* WRITTEN INSTRUCTION *
Pull out each line in the listing below that contains the string "tassel" and copy those lines in full. Case counts: a line qualifies only if its capitalization matches.

* DATA SUPPLIED *
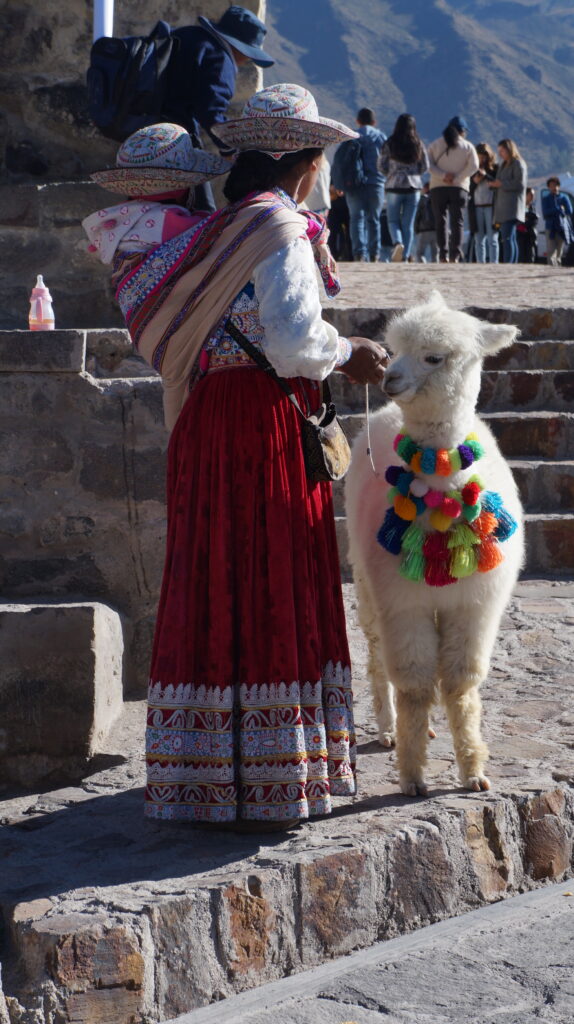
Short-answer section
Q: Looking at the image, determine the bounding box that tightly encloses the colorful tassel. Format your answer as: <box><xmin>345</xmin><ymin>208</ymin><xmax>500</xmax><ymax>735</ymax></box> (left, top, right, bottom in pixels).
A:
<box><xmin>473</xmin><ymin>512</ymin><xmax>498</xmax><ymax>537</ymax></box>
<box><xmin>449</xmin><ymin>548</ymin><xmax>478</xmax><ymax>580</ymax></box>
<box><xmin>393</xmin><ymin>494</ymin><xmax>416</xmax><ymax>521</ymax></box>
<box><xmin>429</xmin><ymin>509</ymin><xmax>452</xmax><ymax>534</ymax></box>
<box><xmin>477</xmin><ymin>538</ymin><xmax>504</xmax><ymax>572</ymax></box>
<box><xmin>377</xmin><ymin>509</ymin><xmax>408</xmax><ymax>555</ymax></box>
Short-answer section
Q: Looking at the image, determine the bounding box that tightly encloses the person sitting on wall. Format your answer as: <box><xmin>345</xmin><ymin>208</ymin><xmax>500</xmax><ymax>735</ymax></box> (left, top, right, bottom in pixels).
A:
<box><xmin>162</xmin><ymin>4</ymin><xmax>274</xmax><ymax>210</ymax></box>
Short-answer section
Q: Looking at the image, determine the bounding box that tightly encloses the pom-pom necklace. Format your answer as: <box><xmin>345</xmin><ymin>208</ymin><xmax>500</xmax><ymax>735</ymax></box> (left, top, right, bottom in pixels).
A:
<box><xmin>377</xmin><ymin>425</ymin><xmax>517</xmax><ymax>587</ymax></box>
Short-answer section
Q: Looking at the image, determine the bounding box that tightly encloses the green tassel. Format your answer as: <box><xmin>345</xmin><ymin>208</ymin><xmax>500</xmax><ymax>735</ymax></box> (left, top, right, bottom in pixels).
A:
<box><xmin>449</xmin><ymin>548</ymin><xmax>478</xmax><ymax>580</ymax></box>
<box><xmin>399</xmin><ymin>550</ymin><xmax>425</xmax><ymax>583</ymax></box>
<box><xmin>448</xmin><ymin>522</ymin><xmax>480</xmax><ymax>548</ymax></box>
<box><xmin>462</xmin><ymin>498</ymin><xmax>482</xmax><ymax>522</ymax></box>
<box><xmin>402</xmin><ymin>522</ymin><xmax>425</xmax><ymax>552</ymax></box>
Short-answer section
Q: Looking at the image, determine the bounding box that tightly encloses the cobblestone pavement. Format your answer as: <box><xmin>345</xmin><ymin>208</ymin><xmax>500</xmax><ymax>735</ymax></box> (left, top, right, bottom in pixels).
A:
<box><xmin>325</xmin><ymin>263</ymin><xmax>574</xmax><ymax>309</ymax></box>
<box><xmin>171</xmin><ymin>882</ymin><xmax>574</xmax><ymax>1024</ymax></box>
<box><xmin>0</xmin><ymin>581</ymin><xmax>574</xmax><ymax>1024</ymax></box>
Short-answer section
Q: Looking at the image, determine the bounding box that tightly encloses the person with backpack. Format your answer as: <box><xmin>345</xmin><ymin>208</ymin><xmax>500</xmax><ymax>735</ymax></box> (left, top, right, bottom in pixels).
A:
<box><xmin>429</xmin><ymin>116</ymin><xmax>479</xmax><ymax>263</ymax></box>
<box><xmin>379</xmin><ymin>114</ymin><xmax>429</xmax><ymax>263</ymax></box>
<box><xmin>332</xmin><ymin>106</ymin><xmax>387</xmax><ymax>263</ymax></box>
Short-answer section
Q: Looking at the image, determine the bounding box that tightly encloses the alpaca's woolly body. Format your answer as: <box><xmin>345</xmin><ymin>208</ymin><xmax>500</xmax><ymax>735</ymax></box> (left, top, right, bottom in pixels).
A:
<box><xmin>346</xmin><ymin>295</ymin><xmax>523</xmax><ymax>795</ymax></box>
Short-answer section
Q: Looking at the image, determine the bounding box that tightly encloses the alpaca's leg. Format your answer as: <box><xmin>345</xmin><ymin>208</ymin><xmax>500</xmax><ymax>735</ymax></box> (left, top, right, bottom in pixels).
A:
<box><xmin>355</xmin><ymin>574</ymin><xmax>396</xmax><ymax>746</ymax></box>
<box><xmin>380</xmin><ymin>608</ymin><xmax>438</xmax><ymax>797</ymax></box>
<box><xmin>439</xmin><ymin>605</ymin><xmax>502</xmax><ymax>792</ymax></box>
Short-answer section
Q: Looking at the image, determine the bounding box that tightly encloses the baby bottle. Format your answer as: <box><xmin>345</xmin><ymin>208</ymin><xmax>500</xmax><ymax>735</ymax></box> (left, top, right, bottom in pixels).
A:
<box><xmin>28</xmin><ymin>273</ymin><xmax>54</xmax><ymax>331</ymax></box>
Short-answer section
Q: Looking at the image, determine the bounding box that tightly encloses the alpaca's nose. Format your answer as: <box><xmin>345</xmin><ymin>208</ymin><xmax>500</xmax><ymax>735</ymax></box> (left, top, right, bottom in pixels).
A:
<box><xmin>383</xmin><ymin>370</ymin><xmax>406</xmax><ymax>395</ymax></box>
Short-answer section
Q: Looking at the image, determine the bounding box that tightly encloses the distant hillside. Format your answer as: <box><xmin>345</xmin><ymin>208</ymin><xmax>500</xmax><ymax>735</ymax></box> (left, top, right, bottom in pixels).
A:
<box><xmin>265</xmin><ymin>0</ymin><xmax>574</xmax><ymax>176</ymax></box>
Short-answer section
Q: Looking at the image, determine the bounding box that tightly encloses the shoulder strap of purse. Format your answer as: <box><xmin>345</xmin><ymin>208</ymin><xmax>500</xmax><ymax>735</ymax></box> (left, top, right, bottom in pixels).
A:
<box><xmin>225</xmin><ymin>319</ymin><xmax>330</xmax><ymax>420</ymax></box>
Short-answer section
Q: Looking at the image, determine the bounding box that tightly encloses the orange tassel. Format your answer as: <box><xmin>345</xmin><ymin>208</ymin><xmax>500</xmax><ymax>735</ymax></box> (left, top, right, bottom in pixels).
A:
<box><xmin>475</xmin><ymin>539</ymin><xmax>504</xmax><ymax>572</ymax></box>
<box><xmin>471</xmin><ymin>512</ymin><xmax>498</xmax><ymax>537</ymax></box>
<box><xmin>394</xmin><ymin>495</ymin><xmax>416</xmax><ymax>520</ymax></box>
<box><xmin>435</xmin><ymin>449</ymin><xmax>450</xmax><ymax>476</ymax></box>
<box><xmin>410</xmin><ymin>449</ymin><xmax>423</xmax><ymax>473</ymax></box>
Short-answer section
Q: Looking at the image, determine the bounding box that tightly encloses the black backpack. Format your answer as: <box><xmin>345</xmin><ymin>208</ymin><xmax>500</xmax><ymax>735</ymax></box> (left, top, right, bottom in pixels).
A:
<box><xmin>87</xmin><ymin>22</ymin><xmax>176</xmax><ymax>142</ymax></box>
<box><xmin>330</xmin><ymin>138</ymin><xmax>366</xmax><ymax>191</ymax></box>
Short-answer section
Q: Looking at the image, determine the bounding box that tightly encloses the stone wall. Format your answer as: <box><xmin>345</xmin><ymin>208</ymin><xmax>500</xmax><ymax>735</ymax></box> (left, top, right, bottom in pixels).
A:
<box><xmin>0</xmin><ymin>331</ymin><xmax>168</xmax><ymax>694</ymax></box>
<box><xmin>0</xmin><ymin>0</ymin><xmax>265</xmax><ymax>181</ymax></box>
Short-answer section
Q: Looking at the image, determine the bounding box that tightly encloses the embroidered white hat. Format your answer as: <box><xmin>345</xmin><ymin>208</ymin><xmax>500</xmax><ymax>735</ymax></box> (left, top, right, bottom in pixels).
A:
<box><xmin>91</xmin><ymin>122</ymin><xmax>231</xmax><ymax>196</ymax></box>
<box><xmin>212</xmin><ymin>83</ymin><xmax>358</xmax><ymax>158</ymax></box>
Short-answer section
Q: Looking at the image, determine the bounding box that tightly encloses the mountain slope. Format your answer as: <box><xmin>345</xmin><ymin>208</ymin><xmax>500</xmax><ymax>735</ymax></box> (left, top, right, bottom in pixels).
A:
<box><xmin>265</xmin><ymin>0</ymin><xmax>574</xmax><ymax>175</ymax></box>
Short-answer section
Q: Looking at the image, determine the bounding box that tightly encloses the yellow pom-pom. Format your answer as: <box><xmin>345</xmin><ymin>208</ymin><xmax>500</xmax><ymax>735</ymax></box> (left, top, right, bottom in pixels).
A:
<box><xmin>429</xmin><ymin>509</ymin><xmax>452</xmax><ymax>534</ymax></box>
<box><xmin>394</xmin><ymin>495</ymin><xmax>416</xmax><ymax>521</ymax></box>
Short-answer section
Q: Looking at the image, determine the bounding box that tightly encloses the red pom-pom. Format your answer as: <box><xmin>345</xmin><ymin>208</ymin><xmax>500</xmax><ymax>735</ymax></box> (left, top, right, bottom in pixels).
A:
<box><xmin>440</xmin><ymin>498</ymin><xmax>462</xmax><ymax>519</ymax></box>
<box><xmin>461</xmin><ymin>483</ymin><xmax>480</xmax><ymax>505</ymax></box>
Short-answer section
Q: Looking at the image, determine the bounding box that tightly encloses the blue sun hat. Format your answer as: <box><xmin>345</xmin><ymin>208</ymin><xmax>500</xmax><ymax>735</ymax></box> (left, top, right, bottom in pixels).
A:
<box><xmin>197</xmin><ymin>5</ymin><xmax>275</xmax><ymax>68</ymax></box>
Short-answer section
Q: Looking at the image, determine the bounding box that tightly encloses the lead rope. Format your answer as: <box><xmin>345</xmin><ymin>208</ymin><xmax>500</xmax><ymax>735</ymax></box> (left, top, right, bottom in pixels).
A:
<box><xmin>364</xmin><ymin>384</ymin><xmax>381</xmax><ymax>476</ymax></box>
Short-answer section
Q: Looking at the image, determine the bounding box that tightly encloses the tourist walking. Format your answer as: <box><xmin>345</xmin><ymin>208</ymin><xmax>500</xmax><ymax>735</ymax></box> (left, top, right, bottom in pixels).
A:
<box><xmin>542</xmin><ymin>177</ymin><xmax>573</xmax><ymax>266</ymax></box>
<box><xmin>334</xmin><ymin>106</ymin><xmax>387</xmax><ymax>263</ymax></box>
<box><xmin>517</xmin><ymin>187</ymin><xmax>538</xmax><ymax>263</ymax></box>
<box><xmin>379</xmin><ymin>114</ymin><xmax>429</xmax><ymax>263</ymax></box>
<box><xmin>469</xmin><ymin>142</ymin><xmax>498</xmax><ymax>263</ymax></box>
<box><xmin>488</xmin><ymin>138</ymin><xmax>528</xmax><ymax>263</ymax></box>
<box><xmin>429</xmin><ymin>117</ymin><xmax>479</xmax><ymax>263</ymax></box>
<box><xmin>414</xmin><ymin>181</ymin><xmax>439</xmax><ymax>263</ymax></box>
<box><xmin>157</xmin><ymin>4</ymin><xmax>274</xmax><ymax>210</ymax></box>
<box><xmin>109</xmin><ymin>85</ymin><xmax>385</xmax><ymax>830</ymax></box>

* * *

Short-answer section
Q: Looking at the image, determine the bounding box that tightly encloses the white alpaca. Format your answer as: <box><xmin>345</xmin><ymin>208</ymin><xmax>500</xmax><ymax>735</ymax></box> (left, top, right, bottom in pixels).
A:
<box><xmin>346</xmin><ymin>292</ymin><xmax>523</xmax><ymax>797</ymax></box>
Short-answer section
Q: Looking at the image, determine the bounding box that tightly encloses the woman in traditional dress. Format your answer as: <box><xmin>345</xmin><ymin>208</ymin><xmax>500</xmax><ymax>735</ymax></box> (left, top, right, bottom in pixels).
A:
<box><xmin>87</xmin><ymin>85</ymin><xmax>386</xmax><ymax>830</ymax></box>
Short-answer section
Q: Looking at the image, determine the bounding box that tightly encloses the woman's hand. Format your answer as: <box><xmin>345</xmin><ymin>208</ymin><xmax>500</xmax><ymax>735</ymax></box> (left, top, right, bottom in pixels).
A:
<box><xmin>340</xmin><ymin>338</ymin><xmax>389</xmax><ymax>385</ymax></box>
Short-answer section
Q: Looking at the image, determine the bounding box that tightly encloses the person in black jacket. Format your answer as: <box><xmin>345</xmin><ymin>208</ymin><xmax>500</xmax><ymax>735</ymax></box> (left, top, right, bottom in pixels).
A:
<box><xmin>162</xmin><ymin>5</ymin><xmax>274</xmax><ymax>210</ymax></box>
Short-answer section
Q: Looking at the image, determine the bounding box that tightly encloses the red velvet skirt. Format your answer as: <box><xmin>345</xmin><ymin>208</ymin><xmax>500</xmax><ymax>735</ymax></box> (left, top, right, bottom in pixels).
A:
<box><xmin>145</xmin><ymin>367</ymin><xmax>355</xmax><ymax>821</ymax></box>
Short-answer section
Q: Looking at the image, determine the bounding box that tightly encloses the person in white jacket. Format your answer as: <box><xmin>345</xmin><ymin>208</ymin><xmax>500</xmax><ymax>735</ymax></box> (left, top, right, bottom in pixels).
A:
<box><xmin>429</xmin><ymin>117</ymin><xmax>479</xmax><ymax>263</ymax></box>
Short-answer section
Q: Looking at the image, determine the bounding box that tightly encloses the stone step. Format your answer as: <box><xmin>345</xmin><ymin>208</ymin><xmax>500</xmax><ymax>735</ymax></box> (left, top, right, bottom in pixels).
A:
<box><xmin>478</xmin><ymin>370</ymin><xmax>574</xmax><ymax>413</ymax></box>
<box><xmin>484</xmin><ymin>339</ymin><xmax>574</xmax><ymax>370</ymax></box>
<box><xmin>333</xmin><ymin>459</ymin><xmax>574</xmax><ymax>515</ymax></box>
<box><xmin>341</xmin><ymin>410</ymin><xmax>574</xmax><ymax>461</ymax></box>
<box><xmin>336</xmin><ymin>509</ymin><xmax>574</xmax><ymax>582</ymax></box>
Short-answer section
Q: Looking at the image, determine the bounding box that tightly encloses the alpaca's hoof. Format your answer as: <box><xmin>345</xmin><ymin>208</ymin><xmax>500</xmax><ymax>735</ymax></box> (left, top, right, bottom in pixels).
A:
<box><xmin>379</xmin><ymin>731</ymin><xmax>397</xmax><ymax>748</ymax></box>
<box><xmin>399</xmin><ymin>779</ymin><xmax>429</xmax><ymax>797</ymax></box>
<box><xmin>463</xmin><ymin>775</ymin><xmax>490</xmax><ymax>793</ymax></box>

* SOLUTION FOR THIS EXERCISE *
Q: Looking at the image, determine the bounding box that tightly encloses the colorful tassel. Format your answer as: <box><xmin>345</xmin><ymin>208</ymin><xmax>500</xmax><ymax>735</ymax></box> (left, top, right, bottom in pixels).
Q: Looking at the image, determine the bounding box that tightly encloses the green tassel. Format your answer as: <box><xmin>345</xmin><ymin>208</ymin><xmax>500</xmax><ymax>735</ymax></box> (left, top, right, bottom in pixels).
Q: Looking at the image, determine the bounding box that tightly encloses the orange tassel. Format your answer as: <box><xmin>345</xmin><ymin>208</ymin><xmax>500</xmax><ymax>735</ymax></box> (left, top, right, bottom in pixels).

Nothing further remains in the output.